***** Dataset records *****

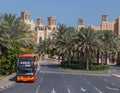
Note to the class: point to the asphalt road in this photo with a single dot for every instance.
(53, 80)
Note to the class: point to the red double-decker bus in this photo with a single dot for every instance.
(27, 68)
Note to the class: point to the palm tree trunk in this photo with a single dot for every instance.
(87, 60)
(98, 56)
(106, 56)
(101, 58)
(118, 58)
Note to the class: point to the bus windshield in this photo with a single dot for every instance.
(25, 71)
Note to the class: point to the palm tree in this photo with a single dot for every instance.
(12, 28)
(14, 36)
(88, 43)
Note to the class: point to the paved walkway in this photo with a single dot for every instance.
(8, 81)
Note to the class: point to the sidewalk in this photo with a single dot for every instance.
(7, 81)
(115, 71)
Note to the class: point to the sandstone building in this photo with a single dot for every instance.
(42, 32)
(105, 24)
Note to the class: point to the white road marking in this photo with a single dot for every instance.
(89, 82)
(99, 77)
(97, 90)
(65, 82)
(113, 83)
(53, 91)
(39, 84)
(112, 88)
(37, 89)
(105, 79)
(82, 89)
(63, 75)
(68, 89)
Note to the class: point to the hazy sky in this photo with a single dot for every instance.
(66, 11)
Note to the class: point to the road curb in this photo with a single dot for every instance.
(115, 75)
(7, 82)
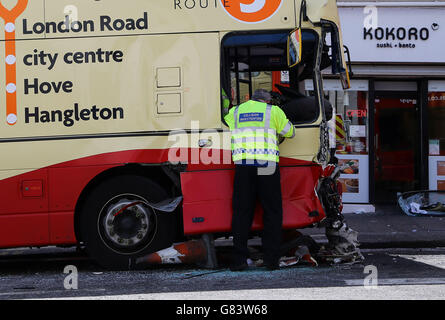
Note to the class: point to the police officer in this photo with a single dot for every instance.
(255, 127)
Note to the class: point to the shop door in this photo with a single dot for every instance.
(397, 158)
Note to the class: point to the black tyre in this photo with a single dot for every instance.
(117, 225)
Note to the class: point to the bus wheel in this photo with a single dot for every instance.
(117, 225)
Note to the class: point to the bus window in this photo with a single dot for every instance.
(252, 61)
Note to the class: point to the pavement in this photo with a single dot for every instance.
(389, 227)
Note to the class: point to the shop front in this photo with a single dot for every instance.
(389, 128)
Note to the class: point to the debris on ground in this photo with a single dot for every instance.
(422, 203)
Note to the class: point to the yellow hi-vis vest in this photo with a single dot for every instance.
(255, 127)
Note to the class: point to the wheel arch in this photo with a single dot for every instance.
(153, 172)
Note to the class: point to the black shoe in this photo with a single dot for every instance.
(239, 267)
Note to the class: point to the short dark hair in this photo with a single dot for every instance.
(261, 94)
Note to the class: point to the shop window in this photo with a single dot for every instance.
(348, 132)
(436, 135)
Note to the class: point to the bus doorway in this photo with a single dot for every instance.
(397, 135)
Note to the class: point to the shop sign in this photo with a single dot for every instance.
(394, 34)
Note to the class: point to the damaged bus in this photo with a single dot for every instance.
(113, 135)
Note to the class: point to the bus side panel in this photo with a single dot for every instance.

*****

## What the exercise asks
Output each record precisely as it appears, and drop every picture.

## Task result
Note to the class: point to the asphalt road in this photo with a single dot for every instance.
(53, 80)
Note to the class: point to the red double-decker bus in this photo with a single dot for every instance.
(27, 68)
Note to the class: point to the palm tree trunk in this photo with a single dot for every instance.
(87, 60)
(98, 56)
(106, 56)
(101, 58)
(118, 58)
Note to the class: point to the bus windshield in this photo with a single dot for every instance.
(25, 71)
Note to the class: point to the palm tree in this photo with a single dot for every instance.
(12, 28)
(14, 36)
(88, 43)
Note to the class: point to the paved walkway in this photo with a single dot for every instance.
(8, 81)
Note to the class: point to the sidewalk in this photo with a single dot for every instance.
(7, 81)
(115, 71)
Note to the class: point to the sandstone building in this photo with a single dot for every instance.
(42, 32)
(105, 24)
Note to the class: point to the white road marking in this photo with a single dot for every instance.
(89, 82)
(99, 77)
(97, 90)
(65, 82)
(113, 83)
(53, 91)
(39, 84)
(112, 88)
(37, 89)
(105, 79)
(82, 89)
(63, 75)
(68, 89)
Note to the class: point to the hazy sky in this photo with a single dot for every instance.
(66, 11)
Note to the class: point to the road curb in this photo with a single dot for every instance.
(115, 75)
(7, 82)
Note to the class: point to the police officer in this photo with a single dot for every instance.
(255, 127)
Note to the class: point to the shop door in this photo with a single dot for every instance.
(397, 158)
Note to the class: point to the black tyre in this photo with a single dot for every instance.
(117, 225)
Note to the class: point to the bus wheel in this photo with a single dot for every instance.
(117, 225)
Note to the class: point to the bus window in this photo with a single dot for every instance.
(252, 61)
Note to the class: point to the pavement in this photo with a single dot for every instance.
(389, 227)
Note to the class: point to the shop front in this photo with a single dot for every instance.
(389, 128)
Note to the class: point to the debris on ground in this photo with a single dot for every instance.
(422, 203)
Note to the class: point to the yellow hi-vis vest in this photo with a single dot for every instance.
(255, 127)
Note to the class: point to the wheel arch in this photo with a single dot for every instance.
(153, 172)
Note to the class: point to the black shoe in this photo with a single dot for every instance.
(239, 267)
Note to the class: point to the short dark hair in this photo with a single dot for every instance.
(261, 94)
Note to the class: point to the shop window in this photo with a single dot for every instance.
(348, 132)
(436, 135)
Note to the class: point to the bus doorway in this photo with a single dot for every instance.
(397, 135)
Note to the class: point to the shop sign in this photo with a single dot for every instance.
(394, 34)
Note to the class: point to the damaged bus in this photo with a single dot for every instance.
(113, 135)
Note to the class: point to the bus side panel in this photo with a single dot for every instance.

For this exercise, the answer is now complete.